### EXTRACT TO READ
____

With economic and social change have come anxieties about national sovereignty. And the three anxieties are deeply intertwined. In Europe, rightwing anti-EU parties condemn a politically distant Brussels bureaucracy for forcing their countries to accept European migrants, Syrian refugees, and open markets, which they blame for the loss of jobs and economic security. The common chord is a deep-seated fear of losing control, security, status, and tradition—of falling, falling into the unknown. Rightwing populist demagogues have brilliantly exploited these fears, as Trump did with his famous characterization of Mexican immigrants: “They’re bringing drugs. They’re bringing crime. They’re rapists.” The common vow of illiberal populists is to roll back globalization and restore “the good old days” of economic security, social order, and (relative) cultural homogeneity—one or another national version of “America first” and “make America great again.”

Stirring this mix of toxic forces has been the rise of Facebook, Twitter, and other social media. In empowering anyone to broadcast anything, social media have further eroded the traditional gatekeeping (and norm-preserving) roles of established media and political party organizations. In the process, they have coarsened the political dialogue, facilitated the easy proliferation of “fake news”, and made it vastly easier for extreme and marginal figures to mobilize followings. By enabling like-minded people to quickly find and engage one another exclusively, they have also heightened social and political polarization. There have been positive effects as well, in leveling the playing field for political mobilization and campaign finance, but social media have fit populist politics like a hand in a glove.

Most devastatingly, social media have lowered the barriers to foreign authoritarian manipulation of democratic politics. And that points to a fourth driver: the resurgence of Russian power and the rise of China as the next global superpower. With different styles and methods, these two powerful autocracies have been penetrating the political systems and cultures of democracies new and old, putting at risk the integrity of elections and information flows, and even endangering some freedom of expression. By hacking into digital information stores, manufacturing fake news, and flooding social media with outrageously polarizing posts, Russia has ruthlessly fanned fear and division. Having succeeded brilliantly in Britain and the United States in 2016, Putin’s troll and bot factories are now targeting the 2018 elections in Mexico and the United States.

As democracies appear ever more dysfunctional, divided, and irresolute, as authoritarian regimes exploit and propagandize these difficulties, and as China expands its economic and political muscle through its Belt and Road Initiative and surge of development “assistance”, global faith in democracy as the best system is eroding. The specter that now haunts the world is something unseen since the 1930s: an authoritarian zeitgeist celebrating the suppression of political and individual freedom as a better way to govern.

____

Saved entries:
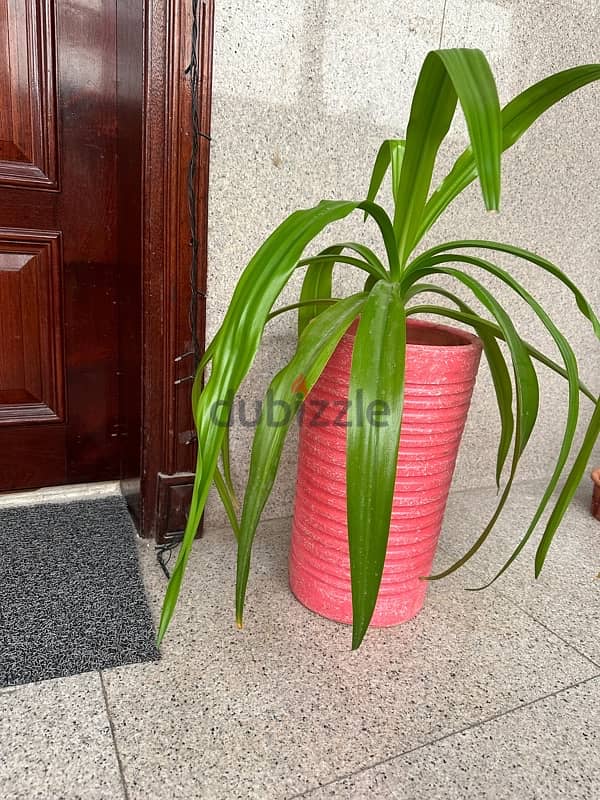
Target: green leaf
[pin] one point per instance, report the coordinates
(378, 364)
(570, 362)
(316, 286)
(315, 348)
(229, 500)
(390, 152)
(526, 384)
(475, 320)
(526, 255)
(447, 75)
(517, 117)
(235, 348)
(498, 370)
(571, 484)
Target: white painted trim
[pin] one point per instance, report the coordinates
(60, 494)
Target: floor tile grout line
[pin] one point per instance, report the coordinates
(527, 613)
(114, 737)
(547, 628)
(458, 732)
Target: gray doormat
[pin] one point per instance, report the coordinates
(71, 595)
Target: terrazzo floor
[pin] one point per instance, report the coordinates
(485, 695)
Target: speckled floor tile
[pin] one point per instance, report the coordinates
(283, 706)
(549, 749)
(56, 743)
(566, 597)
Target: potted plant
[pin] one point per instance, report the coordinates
(392, 471)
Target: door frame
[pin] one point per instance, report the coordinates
(160, 496)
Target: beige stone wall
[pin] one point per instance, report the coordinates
(304, 92)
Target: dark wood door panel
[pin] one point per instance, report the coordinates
(59, 290)
(31, 355)
(28, 134)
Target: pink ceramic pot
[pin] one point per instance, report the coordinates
(440, 375)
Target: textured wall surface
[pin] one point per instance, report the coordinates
(304, 92)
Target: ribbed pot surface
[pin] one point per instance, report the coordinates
(440, 375)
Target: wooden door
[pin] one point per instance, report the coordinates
(59, 353)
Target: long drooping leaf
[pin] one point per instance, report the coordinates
(314, 350)
(526, 255)
(318, 279)
(498, 370)
(316, 286)
(390, 152)
(447, 75)
(229, 502)
(517, 117)
(568, 491)
(526, 385)
(475, 320)
(378, 365)
(570, 362)
(237, 342)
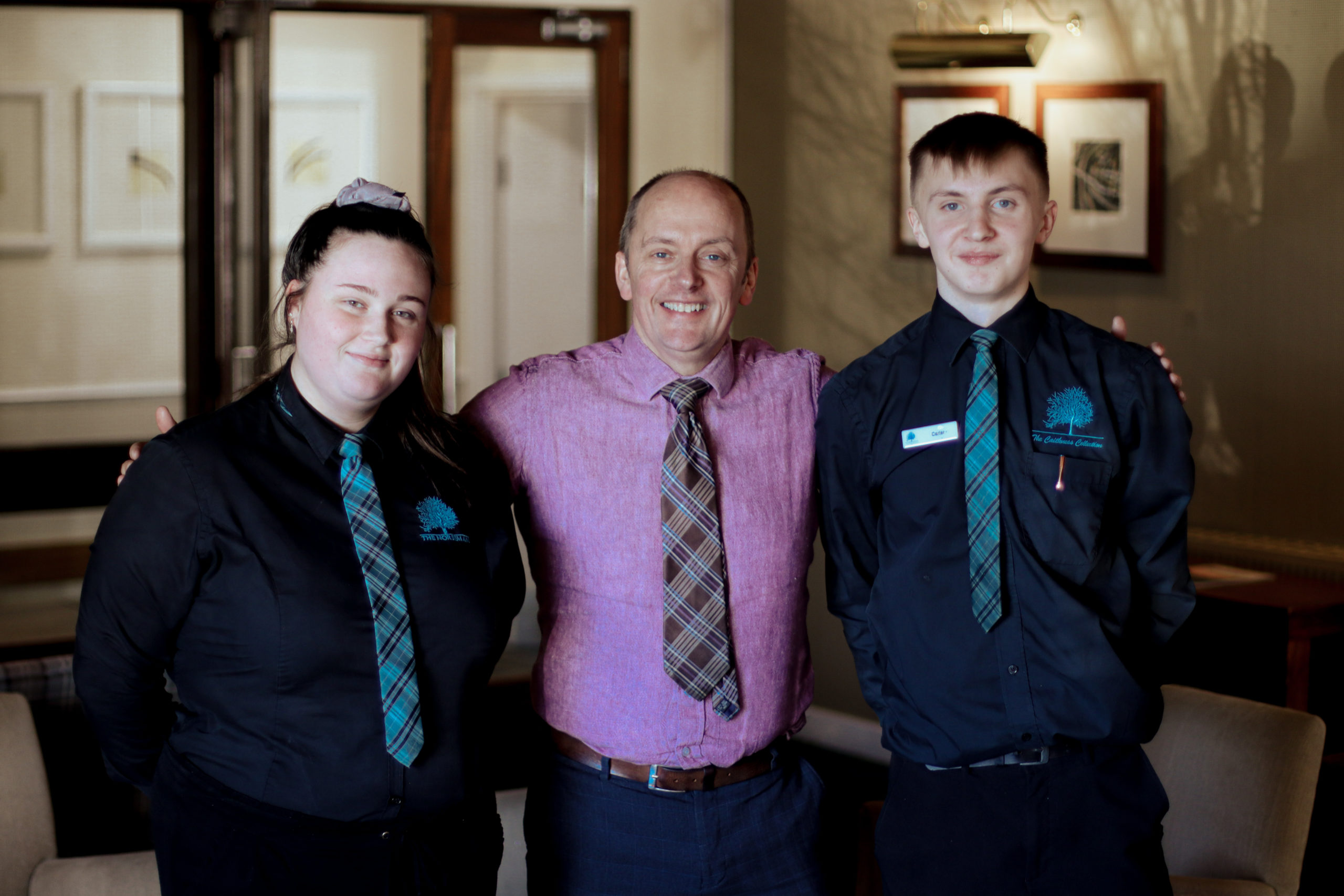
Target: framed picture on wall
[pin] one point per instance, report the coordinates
(1107, 172)
(918, 109)
(132, 166)
(320, 141)
(26, 168)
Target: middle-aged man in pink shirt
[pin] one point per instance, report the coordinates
(642, 672)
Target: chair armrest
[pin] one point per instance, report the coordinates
(120, 875)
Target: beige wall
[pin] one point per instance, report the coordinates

____

### WHAT TO PRODUCE
Carry on the passage about the global threats to democracy, picking up after its final sentence.

### REPLY
A simplistic reading of the social science literature could say the rollback of democracy was to be expected in countries lacking the key conditions for democratic success—a large middle class, highly levels of education, a strong civil society, and a cultural of tolerance and mutual restraint. But many democratic success stories began under difficult circumstances. It is analytically fatuous and morally wrong to write off democratic aspirations anywhere. As India and Botswana have shown, democratic norms and institutions can take hold in poor countries. And they can unravel in rich countries—including, we should not be so arrogant to doubt, our own. Democratic values must be cultivated and renewed in every generation. And they need to defended and promoted across borders.

The most important contribution of Samuel Huntington’s landmark study, The Third Wave, was not to give this name to the democratic expansion of the late twentieth century, but rather to see how indispensable international—and especially American—efforts to foster democracy were to this transformation. In particular, the renewal of American power and resolve under Ronald Reagan, and the expansion of efforts and instruments to support democracy abroad, helped bring about the end of Soviet communism and the rapid spread of freedom. Back then the zeitgeist was all about democracy. Now it is about democratic weakness, apathy, and decay.

We are at a tipping point. Around the world, many democracies are hanging by a thread and autocrats are preparing more savage assaults on what remains of freedom. Two things stand in the way: pressure from below, in civil societies that will not go quietly into the dark authoritarian night, and pressure from outside, particularly from the United States and the European Union. Although doubts about democracy are growing, public opinion polls still show considerable support for democratic and accountable government, not just in Europe and North America but in Africa, Asia and Latin America as well. Democratic parties, mass media, think tanks, and associations need material support and technical assistance. At least as much, they need diplomatic support—clear messages of Western democratic solidarity with people struggling to fight corruption and defend their freedom, and clear warnings of consequences—in terms of economic aid, security assistance, and political support—if rulers trample on democratic constitutions and individual rights. These messages need to come both from our ambassadors on the ground and our highest officials in Washington.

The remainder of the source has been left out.